++++ Dataset rows

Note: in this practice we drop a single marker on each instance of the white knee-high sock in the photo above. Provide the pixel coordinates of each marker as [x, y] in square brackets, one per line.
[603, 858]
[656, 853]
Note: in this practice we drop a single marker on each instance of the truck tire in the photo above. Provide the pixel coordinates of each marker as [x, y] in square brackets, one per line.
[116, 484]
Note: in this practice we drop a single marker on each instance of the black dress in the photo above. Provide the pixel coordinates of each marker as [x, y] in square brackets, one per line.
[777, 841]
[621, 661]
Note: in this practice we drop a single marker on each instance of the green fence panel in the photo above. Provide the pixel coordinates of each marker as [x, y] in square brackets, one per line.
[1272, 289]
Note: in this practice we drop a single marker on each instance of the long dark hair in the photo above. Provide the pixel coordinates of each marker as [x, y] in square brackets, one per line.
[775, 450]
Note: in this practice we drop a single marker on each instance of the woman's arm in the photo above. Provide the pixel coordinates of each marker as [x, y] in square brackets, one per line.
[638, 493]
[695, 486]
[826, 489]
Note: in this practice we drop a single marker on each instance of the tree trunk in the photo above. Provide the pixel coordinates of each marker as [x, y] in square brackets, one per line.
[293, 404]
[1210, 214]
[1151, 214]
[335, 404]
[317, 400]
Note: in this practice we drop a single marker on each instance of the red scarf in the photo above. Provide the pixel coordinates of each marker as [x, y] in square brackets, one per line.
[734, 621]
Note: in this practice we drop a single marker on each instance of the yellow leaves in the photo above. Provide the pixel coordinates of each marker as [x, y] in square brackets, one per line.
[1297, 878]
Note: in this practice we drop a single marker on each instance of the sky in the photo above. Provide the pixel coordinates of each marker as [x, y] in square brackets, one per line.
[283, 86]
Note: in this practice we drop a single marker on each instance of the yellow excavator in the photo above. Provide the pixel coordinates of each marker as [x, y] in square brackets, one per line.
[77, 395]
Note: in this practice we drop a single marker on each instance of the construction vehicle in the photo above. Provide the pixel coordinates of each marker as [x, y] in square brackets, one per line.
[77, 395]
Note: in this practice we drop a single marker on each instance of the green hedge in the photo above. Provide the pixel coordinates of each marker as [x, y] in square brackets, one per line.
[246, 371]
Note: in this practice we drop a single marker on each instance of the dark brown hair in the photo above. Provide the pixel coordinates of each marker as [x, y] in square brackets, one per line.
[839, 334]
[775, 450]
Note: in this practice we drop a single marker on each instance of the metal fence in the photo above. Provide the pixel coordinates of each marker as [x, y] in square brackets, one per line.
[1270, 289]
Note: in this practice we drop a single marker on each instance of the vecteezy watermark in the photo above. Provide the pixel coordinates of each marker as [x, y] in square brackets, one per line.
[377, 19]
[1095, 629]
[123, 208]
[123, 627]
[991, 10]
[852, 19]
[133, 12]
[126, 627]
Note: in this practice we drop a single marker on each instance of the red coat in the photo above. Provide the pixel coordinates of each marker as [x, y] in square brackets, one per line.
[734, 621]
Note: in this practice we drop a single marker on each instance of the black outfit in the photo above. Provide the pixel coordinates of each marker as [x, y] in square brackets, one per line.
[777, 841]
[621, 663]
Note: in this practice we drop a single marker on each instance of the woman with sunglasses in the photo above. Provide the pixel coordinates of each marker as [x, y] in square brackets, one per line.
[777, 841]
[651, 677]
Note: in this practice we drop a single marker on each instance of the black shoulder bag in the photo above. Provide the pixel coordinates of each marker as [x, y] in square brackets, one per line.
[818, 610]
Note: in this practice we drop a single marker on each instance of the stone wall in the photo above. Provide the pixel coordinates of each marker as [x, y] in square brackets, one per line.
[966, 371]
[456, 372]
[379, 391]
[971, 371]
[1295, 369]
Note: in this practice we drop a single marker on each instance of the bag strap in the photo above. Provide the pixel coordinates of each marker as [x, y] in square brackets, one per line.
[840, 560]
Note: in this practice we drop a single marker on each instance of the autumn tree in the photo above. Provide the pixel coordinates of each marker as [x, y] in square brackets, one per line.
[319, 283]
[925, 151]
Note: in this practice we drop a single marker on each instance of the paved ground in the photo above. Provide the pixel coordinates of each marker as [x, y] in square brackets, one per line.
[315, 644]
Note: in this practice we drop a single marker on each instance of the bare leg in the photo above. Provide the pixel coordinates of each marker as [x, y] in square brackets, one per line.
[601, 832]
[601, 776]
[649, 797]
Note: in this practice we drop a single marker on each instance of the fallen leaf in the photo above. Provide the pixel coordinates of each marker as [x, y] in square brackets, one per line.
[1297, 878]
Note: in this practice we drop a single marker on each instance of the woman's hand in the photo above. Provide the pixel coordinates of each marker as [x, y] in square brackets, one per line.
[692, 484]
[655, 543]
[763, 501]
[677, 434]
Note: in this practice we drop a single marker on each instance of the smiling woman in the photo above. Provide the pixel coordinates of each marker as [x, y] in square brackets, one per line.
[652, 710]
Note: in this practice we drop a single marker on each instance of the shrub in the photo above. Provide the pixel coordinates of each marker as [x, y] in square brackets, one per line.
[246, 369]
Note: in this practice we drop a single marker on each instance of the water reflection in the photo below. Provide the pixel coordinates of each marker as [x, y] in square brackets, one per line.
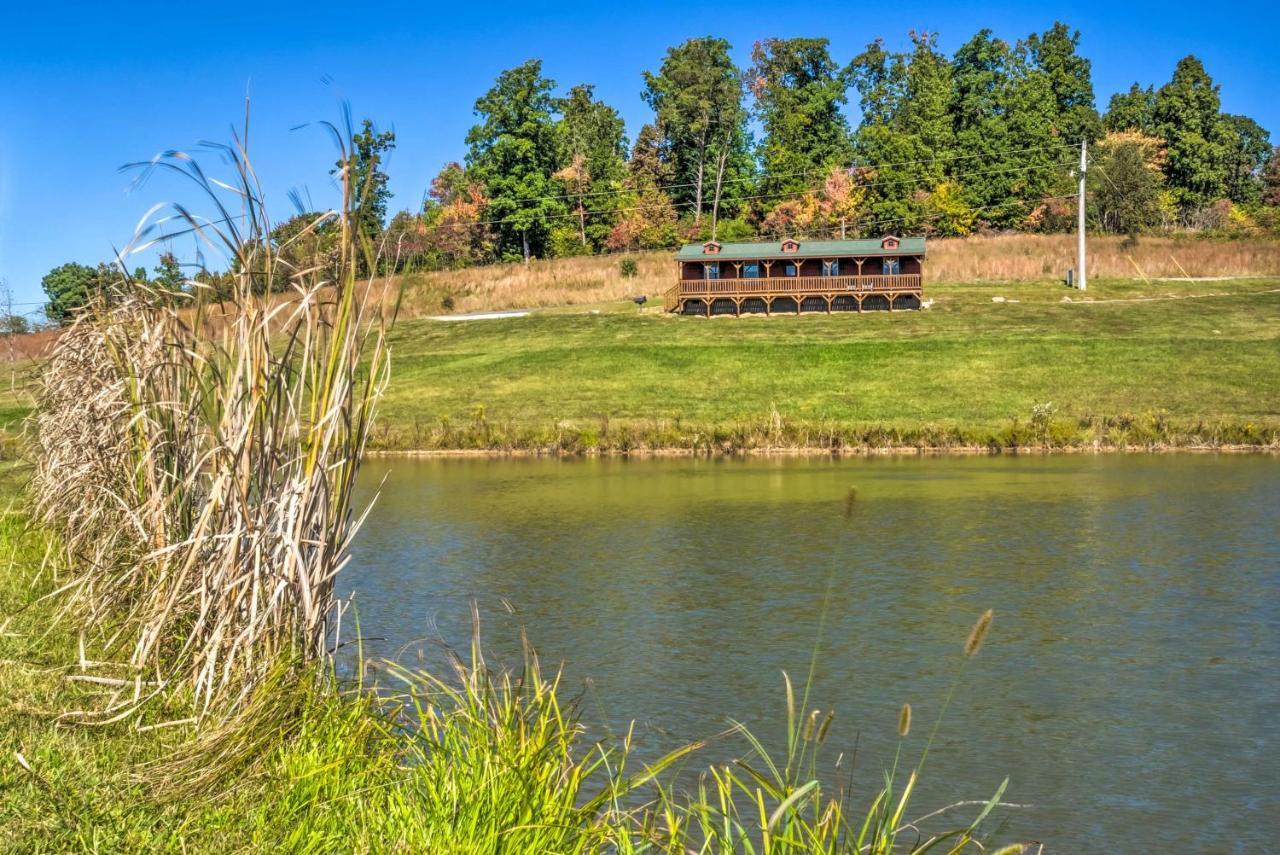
[1129, 689]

++++++++

Given exercise:
The records above must be echoed exactly, minus their pictures.

Full answer:
Note: in this practice we drop a single marker on each instance of the white knee-high sock in the photo above. Provide the pixel coordinates of each marker as [x, y] in square brackets, one per line.
[603, 858]
[656, 853]
Note: in this practice we drop a single marker on each instance of the truck tire in the photo above. Provide the pixel coordinates of each marker as [x, y] in square brackets, one per line.
[116, 484]
Note: in this practice we drop a single marker on each instance of the black dress in the photo above. Provide the pixel coordinates of each marker as [x, y] in square brackets, one per line.
[777, 841]
[621, 661]
Note: in this practice we drop a single marker on each instance of the green fence panel in the photo above. Provide the pixel coordinates of each marker as [x, y] in square brackets, one per line.
[1272, 289]
Note: in this practice we drop a single marker on each instance of the long dark hair in the photo above. Provide the pixel coordinates of each marker as [x, y] in square brackets, one per line.
[775, 450]
Note: in this practice we drop a single marker on each instance of the woman's arm in the photo above. Provide the pixel coordinates of each marker as [x, y] in square brackets, one per line.
[638, 493]
[695, 486]
[826, 489]
Note: in this practice we drop a single marker on each instance of the tree trunk in the photo above. Provide the pixel coordinates of each marker as [x, y] in square brackets, one per line.
[293, 404]
[1210, 214]
[1151, 214]
[335, 404]
[317, 400]
Note: in this practice we drop a single marker on each instance of the red scarf in the photo above. Provide the pixel coordinates of each marker as [x, y] in square brackets, one per line.
[734, 621]
Note: in this practice we drop a single marker on each instance of the yellow leaves in the photo above. Provide the pixel coordinates of each marker as [x, y] in square brackets, one per line.
[1297, 878]
Note: in this practice we drop a single marker on each instance of the sky in the photo above. Provide the pixel coordinates of each marker as [x, y] in square brackets, one per line.
[283, 86]
Note: in this practice we drop a single marker on each instance of the yellow excavator in the photo above. Provide the pixel coordinates of each marker as [x, y] in square brackets, one per line.
[77, 395]
Note: in this practice we drop a single marker on each instance of the construction vehicle in the photo above. Provide the pixel coordinates of each marker as [x, y] in square brackets, one per line.
[77, 395]
Note: in this practice we drop a single marker on each instance of the green hedge in the photo above. Provide the pixel coordinates of each marker as [x, y] in square brackets, one per line.
[246, 371]
Note: in this practice we drop a single marker on each instance of the dark brown hair in the photo above. Provide the pixel coordinates of each marker as [x, y] in square brackets, one per line.
[839, 334]
[775, 450]
Note: in this practice we drop a single marker on each instance of the metal fence in the photo above. Provide the pixel coordinates of each marker as [x, y] in square brackets, one per line.
[1270, 289]
Note: in this practice we drop a single marker on each instance of the vecteezy watermark in the photo above. Provide the pixel coordinates of each marker as [x, y] in square brackets, one per line.
[377, 19]
[1095, 629]
[123, 208]
[123, 627]
[991, 10]
[852, 19]
[133, 12]
[126, 627]
Note: in this practice we drop a single marker on each instance of the red coat in the photo above. Provide the pixel coordinates of each marker as [x, y] in square brackets, one per line.
[734, 621]
Note: in this practice we drop a single marker on each instance of the black outfit in the photo above. Provide the pixel coordinates of each marker as [x, y] in square brackets, one per line.
[777, 841]
[621, 663]
Note: in this practice we drop a single marker on each instance of the woman with sunglasses in the photo above. Provide the pixel coordinates of each marker as [x, y] in square brackets, one per line.
[777, 841]
[651, 677]
Note: in this practice we drop a single marker on each instance of the black shoulder bag in the photo above. Provide the pixel coordinates of each marker as [x, y] in square brackets, one per line.
[818, 610]
Note: in this practice we drop a single marker on each instance of the stone wall in the photo above. Provide the pixel coordinates of each marker as [x, y] in square brackets, one per line.
[966, 371]
[456, 372]
[379, 391]
[971, 371]
[1295, 369]
Note: in this practice we drop a single marker on each instance of the bag strap in the photo above. Provide the pixel coordinates of each marker as [x, y] in square brackets, one per line.
[840, 560]
Note: in this practice we drop a single marker on each instance of the autumn tree in the photo above. Provide the pixel coordinates of each marker as [x, y] in square brackets, one per line.
[319, 283]
[925, 151]
Note: in this practice we drop a single marker on each instance of the paved ground in the photo above. Provide the pixel coordinates of each marker as [x, y] in square brackets, one per line.
[315, 644]
Note: in this practice we drop a single marker on each instance of the bare leg in the photo above. Provide the pixel coordinates of each marker as [x, y] in square brackets, one per line.
[601, 832]
[601, 776]
[649, 797]
Note: in this practice we drop a single marker on each instance of the fallen leaf in the photo above. Provide the pixel coordinates of each marker as [x, y] in square brackets, one per line.
[1297, 878]
Note: in this practice we drop a single marker on each instance of the woman's hand in the photo above. Provide the pixel coordinates of each marker as [x, y] in square brackets, one per line.
[692, 484]
[655, 543]
[763, 501]
[677, 434]
Note: in this practice we drop a single marker on each instance of the smiling woman in the photo above. Provide the pixel coordinates of each marker as [x, y] in square brackets, one per line.
[652, 710]
Note: in this practice we drop a single marker on each instance of the shrub in the photo above. Provide the pixel coordinates of each marker as [x, y] in square brackets, one per line.
[246, 369]
Note: in this practice we drop a single marker on each instance of the water reflection in the photo below. Provide the pixel coordinates of each marker as [x, y] in square brackets, one per line.
[1129, 689]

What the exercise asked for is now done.